• WRITTEN INSTRUCTION
Retype, with no changes, the stretch of lines below from the one that contains "Labeling round 2. The target category is front" through the last line.

Lines for bounding box labeling:
::::::

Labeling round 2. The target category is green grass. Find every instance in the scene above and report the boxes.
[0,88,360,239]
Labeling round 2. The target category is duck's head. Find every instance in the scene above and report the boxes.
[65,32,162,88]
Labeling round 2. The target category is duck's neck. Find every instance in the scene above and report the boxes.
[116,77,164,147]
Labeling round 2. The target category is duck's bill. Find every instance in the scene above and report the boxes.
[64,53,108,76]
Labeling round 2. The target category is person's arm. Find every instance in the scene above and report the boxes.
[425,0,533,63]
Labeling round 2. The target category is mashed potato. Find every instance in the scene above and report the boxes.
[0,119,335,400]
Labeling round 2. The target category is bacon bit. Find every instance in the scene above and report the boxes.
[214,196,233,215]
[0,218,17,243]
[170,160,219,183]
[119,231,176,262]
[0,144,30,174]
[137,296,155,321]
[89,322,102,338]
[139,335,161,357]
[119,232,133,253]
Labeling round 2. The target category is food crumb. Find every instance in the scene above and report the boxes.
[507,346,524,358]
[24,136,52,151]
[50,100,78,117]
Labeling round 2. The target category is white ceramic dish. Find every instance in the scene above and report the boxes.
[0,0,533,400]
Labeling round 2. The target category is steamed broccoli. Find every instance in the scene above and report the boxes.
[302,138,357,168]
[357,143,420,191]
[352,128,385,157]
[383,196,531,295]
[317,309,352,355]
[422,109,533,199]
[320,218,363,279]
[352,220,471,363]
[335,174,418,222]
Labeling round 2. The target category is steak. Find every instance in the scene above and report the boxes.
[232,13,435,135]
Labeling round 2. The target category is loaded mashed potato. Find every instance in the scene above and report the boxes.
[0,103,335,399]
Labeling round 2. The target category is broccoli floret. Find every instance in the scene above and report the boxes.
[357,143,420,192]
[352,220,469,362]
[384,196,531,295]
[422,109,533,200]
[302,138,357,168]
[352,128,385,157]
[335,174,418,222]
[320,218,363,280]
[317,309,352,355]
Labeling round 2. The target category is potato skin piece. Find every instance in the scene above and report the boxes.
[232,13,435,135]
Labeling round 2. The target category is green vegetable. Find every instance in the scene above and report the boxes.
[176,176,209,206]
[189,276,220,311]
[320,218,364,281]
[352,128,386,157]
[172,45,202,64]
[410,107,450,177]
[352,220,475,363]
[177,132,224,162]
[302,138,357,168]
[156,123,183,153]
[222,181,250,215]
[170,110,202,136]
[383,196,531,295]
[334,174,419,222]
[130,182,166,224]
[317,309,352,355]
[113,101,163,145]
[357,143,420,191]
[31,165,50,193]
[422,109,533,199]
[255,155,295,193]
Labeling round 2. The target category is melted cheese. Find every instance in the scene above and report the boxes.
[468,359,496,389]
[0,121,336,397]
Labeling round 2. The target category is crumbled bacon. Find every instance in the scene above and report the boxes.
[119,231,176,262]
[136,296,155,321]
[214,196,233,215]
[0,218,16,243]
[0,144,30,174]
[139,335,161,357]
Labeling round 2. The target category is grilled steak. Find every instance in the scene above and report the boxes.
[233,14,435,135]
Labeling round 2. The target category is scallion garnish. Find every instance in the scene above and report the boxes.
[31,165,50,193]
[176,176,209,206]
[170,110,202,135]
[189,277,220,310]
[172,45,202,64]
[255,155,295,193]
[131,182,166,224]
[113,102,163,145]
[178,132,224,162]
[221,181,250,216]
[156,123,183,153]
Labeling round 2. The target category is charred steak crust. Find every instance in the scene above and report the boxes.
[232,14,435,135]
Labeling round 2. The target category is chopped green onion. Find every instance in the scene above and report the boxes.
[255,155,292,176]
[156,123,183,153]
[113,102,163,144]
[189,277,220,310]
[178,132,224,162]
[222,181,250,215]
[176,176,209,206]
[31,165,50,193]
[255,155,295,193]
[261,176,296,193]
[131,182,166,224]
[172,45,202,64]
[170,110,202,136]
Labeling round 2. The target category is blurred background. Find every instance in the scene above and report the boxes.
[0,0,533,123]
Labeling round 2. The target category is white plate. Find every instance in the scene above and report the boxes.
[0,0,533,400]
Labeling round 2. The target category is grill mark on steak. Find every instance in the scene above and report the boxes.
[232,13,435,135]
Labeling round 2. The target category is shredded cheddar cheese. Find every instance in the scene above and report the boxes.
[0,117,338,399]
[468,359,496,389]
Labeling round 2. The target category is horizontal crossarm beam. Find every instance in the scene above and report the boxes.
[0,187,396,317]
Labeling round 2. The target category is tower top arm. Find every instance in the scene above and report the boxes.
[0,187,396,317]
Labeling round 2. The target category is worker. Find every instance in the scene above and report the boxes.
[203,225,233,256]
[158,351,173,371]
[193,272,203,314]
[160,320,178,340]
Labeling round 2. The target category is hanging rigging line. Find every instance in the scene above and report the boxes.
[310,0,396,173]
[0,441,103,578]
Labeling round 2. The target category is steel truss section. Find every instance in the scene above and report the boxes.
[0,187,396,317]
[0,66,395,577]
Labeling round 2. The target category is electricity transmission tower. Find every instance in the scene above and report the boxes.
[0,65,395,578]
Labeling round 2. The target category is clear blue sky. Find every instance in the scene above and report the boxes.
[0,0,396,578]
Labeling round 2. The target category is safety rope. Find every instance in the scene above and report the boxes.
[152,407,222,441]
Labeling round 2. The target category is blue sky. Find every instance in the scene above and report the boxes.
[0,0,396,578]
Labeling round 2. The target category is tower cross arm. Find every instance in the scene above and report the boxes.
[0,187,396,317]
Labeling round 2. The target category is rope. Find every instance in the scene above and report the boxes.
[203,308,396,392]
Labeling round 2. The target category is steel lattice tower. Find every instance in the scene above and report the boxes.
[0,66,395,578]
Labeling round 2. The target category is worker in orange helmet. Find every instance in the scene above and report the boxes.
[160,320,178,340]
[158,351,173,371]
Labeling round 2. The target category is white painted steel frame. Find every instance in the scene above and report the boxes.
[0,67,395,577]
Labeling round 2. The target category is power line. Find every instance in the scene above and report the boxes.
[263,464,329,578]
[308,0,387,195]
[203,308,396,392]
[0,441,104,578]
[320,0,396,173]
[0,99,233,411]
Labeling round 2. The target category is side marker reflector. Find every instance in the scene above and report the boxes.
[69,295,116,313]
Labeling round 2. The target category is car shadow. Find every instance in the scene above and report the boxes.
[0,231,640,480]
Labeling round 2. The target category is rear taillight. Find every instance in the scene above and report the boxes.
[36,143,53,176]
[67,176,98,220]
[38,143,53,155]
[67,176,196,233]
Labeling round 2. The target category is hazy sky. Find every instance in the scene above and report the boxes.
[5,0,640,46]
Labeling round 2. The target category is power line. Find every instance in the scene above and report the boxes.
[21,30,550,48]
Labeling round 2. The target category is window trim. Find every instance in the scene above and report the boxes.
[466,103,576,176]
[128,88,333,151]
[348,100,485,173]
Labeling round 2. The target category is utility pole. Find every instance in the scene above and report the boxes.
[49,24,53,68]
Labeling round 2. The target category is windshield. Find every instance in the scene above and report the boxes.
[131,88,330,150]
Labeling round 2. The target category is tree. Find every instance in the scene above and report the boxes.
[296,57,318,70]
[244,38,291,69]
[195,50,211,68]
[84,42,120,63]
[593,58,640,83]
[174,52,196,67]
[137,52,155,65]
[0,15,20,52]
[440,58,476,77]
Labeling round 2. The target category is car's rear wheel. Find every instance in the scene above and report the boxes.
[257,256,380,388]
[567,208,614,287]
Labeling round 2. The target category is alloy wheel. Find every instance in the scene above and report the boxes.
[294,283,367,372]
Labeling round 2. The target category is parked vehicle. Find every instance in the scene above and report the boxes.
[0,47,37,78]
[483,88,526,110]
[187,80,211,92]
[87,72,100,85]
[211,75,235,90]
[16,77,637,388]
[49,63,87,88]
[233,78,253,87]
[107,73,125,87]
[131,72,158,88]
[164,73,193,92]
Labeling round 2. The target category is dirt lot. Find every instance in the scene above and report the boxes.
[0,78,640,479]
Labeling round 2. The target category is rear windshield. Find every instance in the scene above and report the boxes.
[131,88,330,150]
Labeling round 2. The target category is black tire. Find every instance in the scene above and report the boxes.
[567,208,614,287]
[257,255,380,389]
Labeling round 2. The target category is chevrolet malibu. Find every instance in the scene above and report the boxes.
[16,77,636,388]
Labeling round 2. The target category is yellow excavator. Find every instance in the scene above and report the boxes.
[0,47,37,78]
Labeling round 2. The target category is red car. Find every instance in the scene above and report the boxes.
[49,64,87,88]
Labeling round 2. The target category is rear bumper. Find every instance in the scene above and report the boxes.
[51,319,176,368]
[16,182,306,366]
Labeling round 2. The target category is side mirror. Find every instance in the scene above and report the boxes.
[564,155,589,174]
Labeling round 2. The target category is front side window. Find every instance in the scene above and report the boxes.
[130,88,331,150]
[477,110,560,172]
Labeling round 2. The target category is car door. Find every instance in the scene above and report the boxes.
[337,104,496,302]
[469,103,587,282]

::::::

• TASK RESPONSE
Labeling round 2. The target category is front side window. Find every instance in the scene above and report the boxes.
[130,88,331,150]
[477,110,560,172]
Labeling round 2. The target category is car door. Find every instance in the scene above and report the boxes.
[337,104,496,302]
[469,103,587,282]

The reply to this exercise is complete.